Teks
October 8, 2024

Fadli Ramadhanil: Hukuman Pidana Percobaan Sudah Berkekuatan Hukum Tetap

Terpidana hukuman percobaan bisa maju di pilkada. Rapat dengar pendapat (RDP) antara Komisi Pemilihan Umum (KPU) dan Badan Pengawas Pemilu (Bawaslu) dengan Komisi II Dewan Perwakilan Rakyat (DPR) dan Kementerian Dalam Negeri (Kemendagri) tak mengubah kesimpulan soal legalitas terpidana dengan hukuman percobaan untuk maju pilkada.

Komisi II menilai putusan hukuman percobaan belum berkekuatan hukum tetap atau inkracht. Putusan itu baru berkekuatan hukum tetap setelah hukuman percobaan dilalui. Terpidana hukuman percobaan juga biasanya tak mendapat hukuman penahanan karena biasanya hanya melakukan tindak pidana ringan.

Oleh karena itu, dengan mengacu pada Kitab Undang-undang Hukum Pidana (KUHP), status terpidana hukuman percobaan tidak boleh menghilangkan hak untuk dipilih. Pasal 14c ayat 3 menekankan, terpidana hukuman percobaan tidak boleh dikurangi kemerdekaan beragama atau kemerdekaan berpolitiknya.

Bagaimana sebenarnya kedudukan hukum terpidana dengan hukuman percobaan ini? Apakah dia berhak untuk mencalonkan diri jadi kepala daerah? Simak wawancara mendalam Rumah Pemilu dengan Fadli Ramadhanil, peneliti hukum pada Perkumpulan untuk Pemilu dan Demokrasi (Perludem) (31/8).

Mengapa terpidana dengan hukuman percobaan tak boleh mencalonkan diri jadi kepala daerah?

Syarat jadi calon kepala daerah itu tidak boleh orang yang berstatus terpidana—orang yang menjalani masa pemidanaan terkait tuduhan tindak pidana. Itu ada di logika yang sama dengan syarat calon kepala daerah itu tidak boleh bebas bersyarat karena statusnya masih terpidana

Terpidana adalah orang yang diputus bersalah berdasarkan putusan pengadilan yang berkuatan tetap. Dia menjalani proses pidana karena dia sudah terbukti kesalahannya. Itu terpidana. Kalau orang yang dikenai pidana percobaan itu statusnya terpidana. Jadi tidak mungkin dia berstatus terpidana tapi dia memenuhi syarat calon kepala daerah.

Deskripsi Latihan
Lanjutkan teks wawancara tentang terpidana hukuman percobaan dalam pilkada, mulai setelah kalimat terakhirnya. Baris-baris data merupakan materi tersendiri yang terpisah dari teks wawancara.

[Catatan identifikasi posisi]
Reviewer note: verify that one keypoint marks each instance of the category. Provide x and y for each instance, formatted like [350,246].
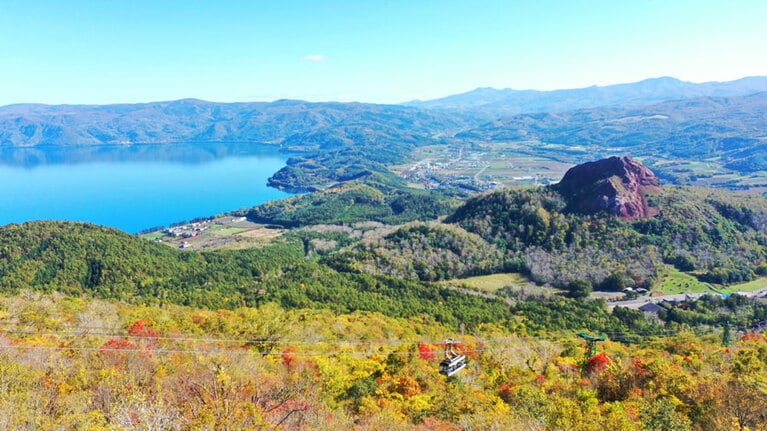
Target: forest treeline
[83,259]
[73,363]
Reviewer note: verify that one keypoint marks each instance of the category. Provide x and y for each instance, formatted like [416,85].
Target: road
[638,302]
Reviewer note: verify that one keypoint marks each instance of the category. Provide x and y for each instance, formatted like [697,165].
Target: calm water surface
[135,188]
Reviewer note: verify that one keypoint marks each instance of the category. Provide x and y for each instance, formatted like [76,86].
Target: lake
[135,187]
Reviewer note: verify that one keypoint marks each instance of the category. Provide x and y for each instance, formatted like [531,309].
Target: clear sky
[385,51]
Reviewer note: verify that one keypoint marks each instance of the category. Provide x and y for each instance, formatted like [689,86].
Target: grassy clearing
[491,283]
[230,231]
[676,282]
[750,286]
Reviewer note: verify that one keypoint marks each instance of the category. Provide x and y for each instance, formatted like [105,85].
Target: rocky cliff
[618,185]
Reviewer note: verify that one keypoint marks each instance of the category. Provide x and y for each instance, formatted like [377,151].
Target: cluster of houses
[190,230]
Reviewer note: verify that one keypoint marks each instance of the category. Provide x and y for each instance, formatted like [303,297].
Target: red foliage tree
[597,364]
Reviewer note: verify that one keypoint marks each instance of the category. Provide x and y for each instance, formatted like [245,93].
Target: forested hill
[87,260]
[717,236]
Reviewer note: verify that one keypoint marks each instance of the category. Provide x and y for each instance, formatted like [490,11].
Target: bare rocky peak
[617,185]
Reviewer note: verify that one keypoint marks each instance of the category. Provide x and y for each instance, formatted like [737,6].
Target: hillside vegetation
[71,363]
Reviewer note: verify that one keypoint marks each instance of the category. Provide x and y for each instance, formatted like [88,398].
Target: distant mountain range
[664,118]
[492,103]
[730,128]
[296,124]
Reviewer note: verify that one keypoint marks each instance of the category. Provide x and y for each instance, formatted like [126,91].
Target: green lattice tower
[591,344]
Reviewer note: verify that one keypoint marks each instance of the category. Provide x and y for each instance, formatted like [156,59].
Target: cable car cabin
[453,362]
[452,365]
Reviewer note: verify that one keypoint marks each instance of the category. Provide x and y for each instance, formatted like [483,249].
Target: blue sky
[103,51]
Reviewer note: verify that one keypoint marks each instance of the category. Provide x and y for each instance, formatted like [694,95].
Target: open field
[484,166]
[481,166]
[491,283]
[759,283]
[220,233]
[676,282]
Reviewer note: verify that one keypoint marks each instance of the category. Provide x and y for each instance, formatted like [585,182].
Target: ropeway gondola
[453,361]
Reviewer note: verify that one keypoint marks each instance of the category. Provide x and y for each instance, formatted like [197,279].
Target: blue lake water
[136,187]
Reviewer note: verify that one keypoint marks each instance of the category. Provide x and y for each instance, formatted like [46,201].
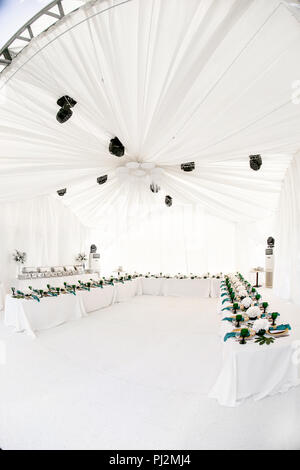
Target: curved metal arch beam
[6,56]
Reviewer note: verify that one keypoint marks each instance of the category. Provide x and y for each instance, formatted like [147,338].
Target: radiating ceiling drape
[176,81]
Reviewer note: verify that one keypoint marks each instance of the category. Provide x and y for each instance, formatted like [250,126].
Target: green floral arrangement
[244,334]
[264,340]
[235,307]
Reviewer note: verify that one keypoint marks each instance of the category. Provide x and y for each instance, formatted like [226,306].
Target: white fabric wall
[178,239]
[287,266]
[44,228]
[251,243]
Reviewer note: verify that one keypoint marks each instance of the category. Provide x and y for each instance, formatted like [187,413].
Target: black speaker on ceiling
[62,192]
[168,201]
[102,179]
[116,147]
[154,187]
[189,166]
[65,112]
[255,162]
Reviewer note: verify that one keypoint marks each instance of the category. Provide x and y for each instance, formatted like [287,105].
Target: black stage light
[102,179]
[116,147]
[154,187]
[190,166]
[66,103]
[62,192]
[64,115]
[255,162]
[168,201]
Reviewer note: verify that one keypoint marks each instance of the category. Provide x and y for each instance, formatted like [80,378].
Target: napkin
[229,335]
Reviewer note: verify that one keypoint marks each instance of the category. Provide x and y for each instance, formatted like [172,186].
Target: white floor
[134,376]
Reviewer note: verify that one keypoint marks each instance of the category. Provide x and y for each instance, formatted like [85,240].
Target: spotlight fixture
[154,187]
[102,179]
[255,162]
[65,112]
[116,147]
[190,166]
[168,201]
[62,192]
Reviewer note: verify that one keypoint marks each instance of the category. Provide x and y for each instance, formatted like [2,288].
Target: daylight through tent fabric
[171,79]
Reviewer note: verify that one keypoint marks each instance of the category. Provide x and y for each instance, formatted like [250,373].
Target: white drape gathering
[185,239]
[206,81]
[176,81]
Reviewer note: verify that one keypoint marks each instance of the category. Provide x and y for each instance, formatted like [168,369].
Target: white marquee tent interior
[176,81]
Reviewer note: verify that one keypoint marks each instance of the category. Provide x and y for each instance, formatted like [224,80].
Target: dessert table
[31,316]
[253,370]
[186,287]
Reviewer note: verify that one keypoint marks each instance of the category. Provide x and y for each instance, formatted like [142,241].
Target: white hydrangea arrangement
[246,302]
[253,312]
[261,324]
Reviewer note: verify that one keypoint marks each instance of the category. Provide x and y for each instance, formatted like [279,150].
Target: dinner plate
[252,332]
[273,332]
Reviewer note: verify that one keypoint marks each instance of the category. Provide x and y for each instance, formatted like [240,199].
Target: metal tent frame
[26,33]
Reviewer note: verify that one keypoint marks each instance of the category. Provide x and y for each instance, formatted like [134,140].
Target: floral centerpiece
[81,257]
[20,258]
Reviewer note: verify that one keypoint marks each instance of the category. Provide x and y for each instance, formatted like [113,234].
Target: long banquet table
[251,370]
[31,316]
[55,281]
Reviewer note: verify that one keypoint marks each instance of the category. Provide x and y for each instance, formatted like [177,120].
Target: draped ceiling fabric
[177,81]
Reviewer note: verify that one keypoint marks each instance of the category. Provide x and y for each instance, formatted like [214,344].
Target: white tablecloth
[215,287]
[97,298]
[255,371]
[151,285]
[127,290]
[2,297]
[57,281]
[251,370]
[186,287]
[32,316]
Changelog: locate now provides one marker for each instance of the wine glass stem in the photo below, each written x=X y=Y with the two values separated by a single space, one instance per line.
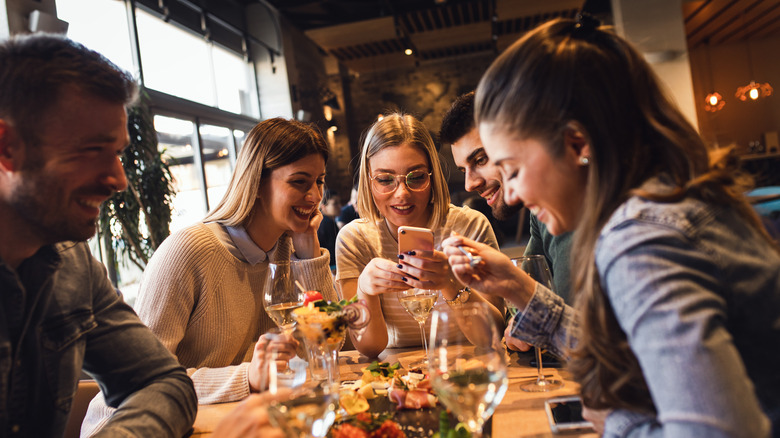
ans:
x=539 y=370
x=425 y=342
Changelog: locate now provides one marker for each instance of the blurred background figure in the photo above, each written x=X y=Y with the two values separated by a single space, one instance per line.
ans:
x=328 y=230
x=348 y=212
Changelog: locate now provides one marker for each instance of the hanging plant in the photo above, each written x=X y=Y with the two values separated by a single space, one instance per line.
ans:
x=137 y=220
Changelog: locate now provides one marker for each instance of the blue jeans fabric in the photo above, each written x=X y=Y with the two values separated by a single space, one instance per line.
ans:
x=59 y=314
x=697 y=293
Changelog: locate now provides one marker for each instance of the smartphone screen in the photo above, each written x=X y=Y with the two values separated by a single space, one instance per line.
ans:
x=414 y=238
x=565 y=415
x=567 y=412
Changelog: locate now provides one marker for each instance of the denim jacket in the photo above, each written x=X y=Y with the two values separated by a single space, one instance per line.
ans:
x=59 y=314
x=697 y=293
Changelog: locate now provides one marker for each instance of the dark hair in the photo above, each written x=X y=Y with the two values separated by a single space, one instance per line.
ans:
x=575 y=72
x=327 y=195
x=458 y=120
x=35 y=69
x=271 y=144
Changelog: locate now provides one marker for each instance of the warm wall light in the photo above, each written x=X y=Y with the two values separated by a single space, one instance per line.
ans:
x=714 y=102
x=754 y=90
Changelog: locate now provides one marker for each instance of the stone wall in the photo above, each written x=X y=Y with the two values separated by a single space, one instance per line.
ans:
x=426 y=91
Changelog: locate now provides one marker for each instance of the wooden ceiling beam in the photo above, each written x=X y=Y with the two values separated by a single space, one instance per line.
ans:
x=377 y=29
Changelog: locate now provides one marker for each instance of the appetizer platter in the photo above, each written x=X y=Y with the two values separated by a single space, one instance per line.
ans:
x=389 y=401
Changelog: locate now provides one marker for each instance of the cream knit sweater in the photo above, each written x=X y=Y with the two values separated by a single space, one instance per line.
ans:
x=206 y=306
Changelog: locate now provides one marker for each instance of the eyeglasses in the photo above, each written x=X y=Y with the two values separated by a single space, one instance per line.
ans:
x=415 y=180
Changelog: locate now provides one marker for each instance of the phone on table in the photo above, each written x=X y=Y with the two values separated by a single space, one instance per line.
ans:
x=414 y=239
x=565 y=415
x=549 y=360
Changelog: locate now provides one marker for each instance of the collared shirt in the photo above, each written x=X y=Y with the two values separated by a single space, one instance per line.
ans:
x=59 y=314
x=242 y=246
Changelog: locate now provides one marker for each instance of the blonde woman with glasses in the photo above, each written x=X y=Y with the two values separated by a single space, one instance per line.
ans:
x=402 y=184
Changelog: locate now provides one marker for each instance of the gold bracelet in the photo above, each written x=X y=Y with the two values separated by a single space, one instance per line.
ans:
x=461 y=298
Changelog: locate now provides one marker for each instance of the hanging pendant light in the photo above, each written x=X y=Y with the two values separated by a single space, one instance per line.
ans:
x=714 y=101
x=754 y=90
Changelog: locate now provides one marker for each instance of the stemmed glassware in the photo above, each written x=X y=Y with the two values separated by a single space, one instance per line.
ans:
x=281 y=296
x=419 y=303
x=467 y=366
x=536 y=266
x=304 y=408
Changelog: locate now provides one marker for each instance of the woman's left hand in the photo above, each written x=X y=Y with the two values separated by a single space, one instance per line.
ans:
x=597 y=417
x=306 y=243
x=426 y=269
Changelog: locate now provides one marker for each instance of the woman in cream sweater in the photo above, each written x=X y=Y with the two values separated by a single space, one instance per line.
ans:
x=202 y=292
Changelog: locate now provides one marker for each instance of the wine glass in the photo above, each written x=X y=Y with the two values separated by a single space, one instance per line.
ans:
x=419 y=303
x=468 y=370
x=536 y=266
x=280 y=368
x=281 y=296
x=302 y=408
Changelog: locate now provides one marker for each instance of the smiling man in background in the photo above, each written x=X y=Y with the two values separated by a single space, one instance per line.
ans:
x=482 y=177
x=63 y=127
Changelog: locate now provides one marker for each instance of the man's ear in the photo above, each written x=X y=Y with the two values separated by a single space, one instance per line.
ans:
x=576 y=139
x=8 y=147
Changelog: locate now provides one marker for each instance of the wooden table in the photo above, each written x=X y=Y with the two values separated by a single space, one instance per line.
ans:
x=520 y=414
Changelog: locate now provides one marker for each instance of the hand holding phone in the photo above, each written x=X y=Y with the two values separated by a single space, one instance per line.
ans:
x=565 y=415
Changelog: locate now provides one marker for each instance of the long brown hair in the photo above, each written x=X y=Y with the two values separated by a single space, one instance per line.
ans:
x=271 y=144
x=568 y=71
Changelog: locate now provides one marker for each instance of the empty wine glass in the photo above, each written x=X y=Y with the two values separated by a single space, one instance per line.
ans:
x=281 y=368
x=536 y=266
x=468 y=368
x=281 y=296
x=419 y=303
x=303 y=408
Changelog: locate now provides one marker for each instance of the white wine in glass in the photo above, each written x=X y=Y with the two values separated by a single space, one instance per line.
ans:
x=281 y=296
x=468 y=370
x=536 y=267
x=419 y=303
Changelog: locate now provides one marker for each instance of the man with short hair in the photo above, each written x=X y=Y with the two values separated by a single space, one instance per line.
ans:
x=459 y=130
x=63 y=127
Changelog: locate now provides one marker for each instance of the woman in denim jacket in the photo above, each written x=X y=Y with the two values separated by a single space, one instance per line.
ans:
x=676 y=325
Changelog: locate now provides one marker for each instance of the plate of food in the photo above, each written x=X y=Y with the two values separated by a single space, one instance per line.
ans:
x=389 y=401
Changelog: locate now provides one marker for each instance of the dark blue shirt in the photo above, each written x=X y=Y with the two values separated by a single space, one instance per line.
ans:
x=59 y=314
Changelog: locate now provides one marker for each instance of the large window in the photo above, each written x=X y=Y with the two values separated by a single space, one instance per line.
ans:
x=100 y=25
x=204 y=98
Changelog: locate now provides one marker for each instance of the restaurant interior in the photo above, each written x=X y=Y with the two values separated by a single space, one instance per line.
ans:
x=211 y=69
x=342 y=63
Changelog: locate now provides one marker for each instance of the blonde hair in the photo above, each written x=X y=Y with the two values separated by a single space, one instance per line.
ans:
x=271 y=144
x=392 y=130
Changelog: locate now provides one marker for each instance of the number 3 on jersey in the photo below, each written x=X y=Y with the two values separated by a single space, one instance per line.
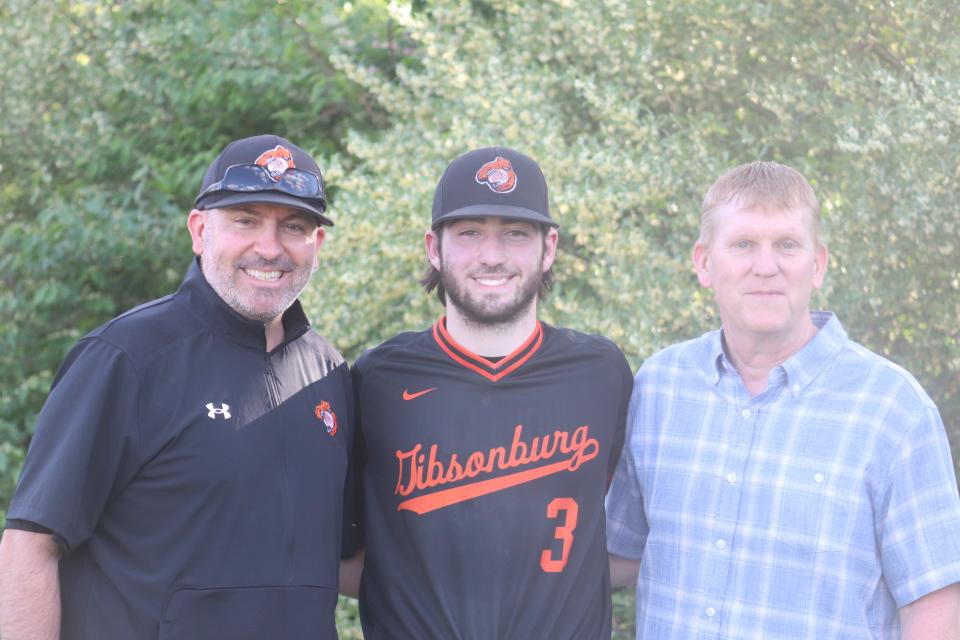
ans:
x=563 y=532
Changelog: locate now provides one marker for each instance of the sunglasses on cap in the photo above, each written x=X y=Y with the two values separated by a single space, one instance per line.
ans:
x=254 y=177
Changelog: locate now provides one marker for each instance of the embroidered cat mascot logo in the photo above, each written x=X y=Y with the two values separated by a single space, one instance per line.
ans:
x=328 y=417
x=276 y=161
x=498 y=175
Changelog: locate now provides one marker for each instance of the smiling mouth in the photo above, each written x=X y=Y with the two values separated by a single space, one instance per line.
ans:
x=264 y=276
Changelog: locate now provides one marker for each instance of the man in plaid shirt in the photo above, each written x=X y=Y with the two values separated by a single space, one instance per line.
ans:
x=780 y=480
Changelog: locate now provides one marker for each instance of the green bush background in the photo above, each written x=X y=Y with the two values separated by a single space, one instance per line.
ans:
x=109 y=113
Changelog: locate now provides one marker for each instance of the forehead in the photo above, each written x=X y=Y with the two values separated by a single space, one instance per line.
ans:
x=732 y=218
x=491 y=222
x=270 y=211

Pembahasan Latihan
Putusan percobaan itu begini: menjatuhkan pidana penjara pada Fulan, misalnya, sekian tahun pidana penjara dengan masa percobaan 12 bulan. Selama masa 12 bulan itu, dia ada prasyarat tertentu yang diberikan padanya, misalnya wajib lapor, tidak boleh melanggar ketertiban, tidak boleh ke luar negeri, dan lain-lain. Tapi mengenai status, yang bersangkutan terpidana. Dia menjalani masa pidana atas kesalahan yang dilakukan. Dalam konteks terpidana itu, ia tak bisa memenuhi syarat calon kepala daerah.

Hukuman pidana percobaan dinilai belum berkekuatan hukum tetap…

Tidak ada hubungannya pidana percobaan dengan putusan pengadilan yang inkracht (berkekuatan hukum tetap). Itu beda. Pidana percobaan itu adalah bentuk putusan hakim yang memberi pidana pada seseorang. Itu jenis pemidanaan. Dia dijatuhkan pidana sekian tahun, tapi percobaan sekian bulan.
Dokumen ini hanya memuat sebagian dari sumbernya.